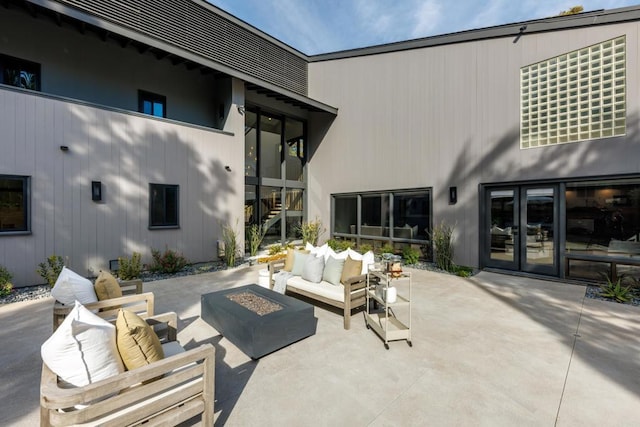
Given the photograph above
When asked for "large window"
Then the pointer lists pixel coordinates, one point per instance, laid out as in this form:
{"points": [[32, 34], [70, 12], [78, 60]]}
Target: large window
{"points": [[20, 73], [152, 104], [14, 203], [399, 217], [575, 97], [163, 206]]}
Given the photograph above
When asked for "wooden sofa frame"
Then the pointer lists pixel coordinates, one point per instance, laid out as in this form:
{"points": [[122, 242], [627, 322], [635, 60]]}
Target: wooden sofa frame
{"points": [[354, 292], [185, 390], [141, 304]]}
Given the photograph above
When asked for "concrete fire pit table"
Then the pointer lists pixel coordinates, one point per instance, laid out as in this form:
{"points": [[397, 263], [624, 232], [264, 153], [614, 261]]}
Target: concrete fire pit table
{"points": [[257, 320]]}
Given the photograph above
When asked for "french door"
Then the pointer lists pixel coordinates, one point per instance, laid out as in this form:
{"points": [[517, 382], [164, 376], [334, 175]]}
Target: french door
{"points": [[521, 228]]}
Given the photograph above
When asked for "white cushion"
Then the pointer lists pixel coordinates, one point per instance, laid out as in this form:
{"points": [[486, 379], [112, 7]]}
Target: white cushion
{"points": [[367, 259], [313, 268], [339, 255], [71, 287], [83, 349], [324, 289]]}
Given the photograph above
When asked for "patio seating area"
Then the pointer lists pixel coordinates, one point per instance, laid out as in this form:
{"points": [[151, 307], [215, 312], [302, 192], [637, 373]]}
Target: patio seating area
{"points": [[488, 350]]}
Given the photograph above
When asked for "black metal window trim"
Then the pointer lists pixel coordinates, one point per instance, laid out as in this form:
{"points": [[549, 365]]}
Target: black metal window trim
{"points": [[23, 66], [26, 191], [153, 98], [164, 223]]}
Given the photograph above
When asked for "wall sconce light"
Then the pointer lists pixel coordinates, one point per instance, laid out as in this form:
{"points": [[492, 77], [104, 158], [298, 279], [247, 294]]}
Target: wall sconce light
{"points": [[453, 195], [96, 191]]}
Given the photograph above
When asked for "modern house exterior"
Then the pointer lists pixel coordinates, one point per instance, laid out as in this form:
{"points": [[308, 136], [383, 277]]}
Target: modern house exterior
{"points": [[150, 124]]}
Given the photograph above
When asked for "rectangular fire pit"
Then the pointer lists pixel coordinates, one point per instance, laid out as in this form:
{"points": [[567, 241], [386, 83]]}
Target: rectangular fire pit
{"points": [[258, 320]]}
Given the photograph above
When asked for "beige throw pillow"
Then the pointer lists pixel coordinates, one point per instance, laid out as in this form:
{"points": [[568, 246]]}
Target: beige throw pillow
{"points": [[137, 343]]}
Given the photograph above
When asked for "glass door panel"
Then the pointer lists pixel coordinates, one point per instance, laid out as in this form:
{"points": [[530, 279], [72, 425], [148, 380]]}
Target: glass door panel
{"points": [[538, 244], [503, 227]]}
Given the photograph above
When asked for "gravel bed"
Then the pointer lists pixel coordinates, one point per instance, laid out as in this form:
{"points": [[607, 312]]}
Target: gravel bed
{"points": [[42, 291]]}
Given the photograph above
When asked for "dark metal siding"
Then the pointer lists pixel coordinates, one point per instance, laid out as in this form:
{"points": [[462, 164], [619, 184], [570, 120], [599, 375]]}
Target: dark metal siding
{"points": [[193, 27]]}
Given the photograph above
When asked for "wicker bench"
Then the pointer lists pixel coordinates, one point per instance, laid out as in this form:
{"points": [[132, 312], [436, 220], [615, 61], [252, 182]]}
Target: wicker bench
{"points": [[185, 390], [353, 296]]}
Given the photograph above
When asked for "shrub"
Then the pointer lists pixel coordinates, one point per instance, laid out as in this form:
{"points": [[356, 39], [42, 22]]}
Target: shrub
{"points": [[339, 245], [616, 291], [168, 262], [231, 249], [365, 248], [50, 269], [275, 249], [387, 248], [255, 235], [442, 238], [5, 282], [129, 268], [410, 255], [311, 231]]}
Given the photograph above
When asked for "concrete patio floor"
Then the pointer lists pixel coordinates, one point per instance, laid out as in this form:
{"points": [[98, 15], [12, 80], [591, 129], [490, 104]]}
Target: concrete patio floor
{"points": [[492, 350]]}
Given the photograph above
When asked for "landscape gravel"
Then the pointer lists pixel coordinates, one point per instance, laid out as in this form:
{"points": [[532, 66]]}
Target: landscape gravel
{"points": [[43, 291]]}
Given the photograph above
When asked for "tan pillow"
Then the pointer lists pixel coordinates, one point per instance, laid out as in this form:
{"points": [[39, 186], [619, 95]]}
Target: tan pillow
{"points": [[288, 264], [107, 286], [351, 269], [137, 343]]}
= = = = =
**What to produce**
In the reply, every line of the material above is to be reproduced verbatim, and the images are to be left out.

**Exercise result**
Given the photograph above
When asked for "large window"
Then the pointer lists pixel coordinates, one point per instance, laid out as in this form:
{"points": [[32, 34], [70, 12], [78, 60]]}
Target: large window
{"points": [[20, 73], [152, 104], [14, 203], [399, 217], [575, 97], [163, 206]]}
Given the photograph above
When asked for "wooden sofa frame"
Then the pointer lists pixel coordinates, one point per instance, laid out as in this form:
{"points": [[122, 242], [627, 322], [635, 60]]}
Target: wooden sofa frame
{"points": [[354, 292], [185, 390], [141, 304]]}
Given the photograph above
When asked for "concrete fire pit table"
Then the pointer lists pixel coordinates, one point per instance, laid out as in this form:
{"points": [[397, 263], [624, 232], [264, 153], [614, 261]]}
Target: concrete fire pit table
{"points": [[257, 320]]}
Given the photograph above
When asked for "french door"
Then the pointer lists pixel coordinates, one point per instance, laid out as in this form:
{"points": [[517, 382], [164, 376], [334, 175]]}
Target: french door
{"points": [[521, 228]]}
Given the photograph above
When asked for "white cushion"
Then the pointer lists pixel coordinates, one point per instance, laid out as in this form:
{"points": [[486, 379], [112, 7]]}
Target: white cushion
{"points": [[367, 259], [313, 268], [339, 255], [71, 287], [83, 349], [324, 289]]}
Given the photograph above
When asked for "patio seating area"
Then the pointer lists pixel coordinates, one point per instance, laid out as in this form:
{"points": [[151, 307], [215, 312], [302, 192], [637, 373]]}
Target: patio seating area
{"points": [[488, 350]]}
Given the photograph above
When asked for "black metal window trim"
Then the pointer lists pixel coordinates, one point per instance, laid out as in this form:
{"points": [[549, 365]]}
Target: black metal window trim
{"points": [[23, 66], [26, 191], [153, 98], [164, 223]]}
Given the photograph above
When asked for "wall sconce light"
Then the pointer lists pixel coordinates, one point per instance, laid out as in this form:
{"points": [[492, 77], [104, 158], [298, 279], [247, 294]]}
Target: wall sconce light
{"points": [[453, 195], [96, 191]]}
Given the photograph above
When asked for "modern house exterior"
Then the pointer lists pixel coordinates, one point per instance, laid out as in this form:
{"points": [[308, 136], [383, 277]]}
Target: modern house exterior
{"points": [[150, 124]]}
Given the photograph above
When asked for "rectangular fire pit"
Then the pointer lists pixel coordinates, one point per instance, laid out as in this form:
{"points": [[567, 241], [386, 83]]}
Target: rectangular fire pit
{"points": [[258, 320]]}
Given the photograph above
When asked for "beige throw pillow"
Then the pointer lists pixel coordinates, one point per instance, laid out as in this form:
{"points": [[568, 246]]}
Target: beige throw pillow
{"points": [[137, 343]]}
Given the photograph above
When asked for "glass door panel"
Then the pointer lists pixel coordinates, one point per instance, laid out as in this form:
{"points": [[530, 279], [72, 425], [148, 380]]}
Target: glass door panel
{"points": [[538, 244], [503, 227]]}
Given the photograph above
When asked for "gravel bed"
Then the pointer lists pixel coordinates, one point per instance, laid out as in this form:
{"points": [[607, 312]]}
Target: gravel bed
{"points": [[42, 291]]}
Given the photograph above
When asked for "dark metal siding"
Then the pointer lists pixel coordinates, one point per instance, laid out as in this form:
{"points": [[462, 164], [619, 184], [570, 120], [599, 375]]}
Target: dark metal siding
{"points": [[193, 27]]}
Given the photograph above
When asked for "wicker bench"
Then the pointer lists pixel coordinates, one point per instance, laid out as in this form:
{"points": [[132, 312], [436, 220], [615, 61], [252, 182]]}
Target: wicker bench
{"points": [[185, 390], [353, 296]]}
Given the photograph above
When asked for "shrub"
Then the pointer lists pixel coordinates, one point per instance, laid out as in this form:
{"points": [[356, 39], [42, 22]]}
Target: shrub
{"points": [[339, 245], [616, 291], [168, 262], [231, 249], [365, 248], [50, 269], [275, 249], [387, 248], [255, 235], [442, 238], [5, 282], [129, 268], [410, 255], [311, 231]]}
Given the photograph above
When asked for "concrete patio floor"
Then the pointer lists pixel coordinates, one point per instance, laid out as in this form:
{"points": [[98, 15], [12, 80], [591, 129], [490, 104]]}
Target: concrete patio floor
{"points": [[492, 350]]}
Given the photograph above
When asked for "landscape gravel"
Then the pointer lists pixel coordinates, one point per instance, laid out as in this form:
{"points": [[532, 66]]}
Target: landscape gravel
{"points": [[43, 291]]}
Given the photograph above
When asked for "tan pillow"
Then the pointer lists pixel coordinates, one point per instance, laid out as in this form:
{"points": [[39, 186], [619, 95]]}
Target: tan pillow
{"points": [[288, 264], [107, 286], [351, 269], [137, 343]]}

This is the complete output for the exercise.